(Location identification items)
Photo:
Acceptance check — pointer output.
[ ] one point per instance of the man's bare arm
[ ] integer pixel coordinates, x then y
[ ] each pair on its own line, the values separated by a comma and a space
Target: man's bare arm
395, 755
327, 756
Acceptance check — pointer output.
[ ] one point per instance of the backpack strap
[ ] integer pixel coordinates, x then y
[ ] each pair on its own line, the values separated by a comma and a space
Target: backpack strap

▶ [Written problem]: Return every line of the listing above verbatim, keeping the original order and spacing.

▶ [Final answer]:
Photo:
Acceptance check — pointer output.
[ ] one point per instance of the man's bare arm
[ ] integer pixel coordinates, x then y
[ ] each pair on its own line, the values separated by a comma and a space
Target: man's bare arm
395, 755
327, 756
Acceptance check — pointer output.
[ ] one point per instance of the backpack strap
[ ] integer pixel coordinates, x then y
[ ] each pair on its own line, the values separated by a comma and a space
Target: backpack strap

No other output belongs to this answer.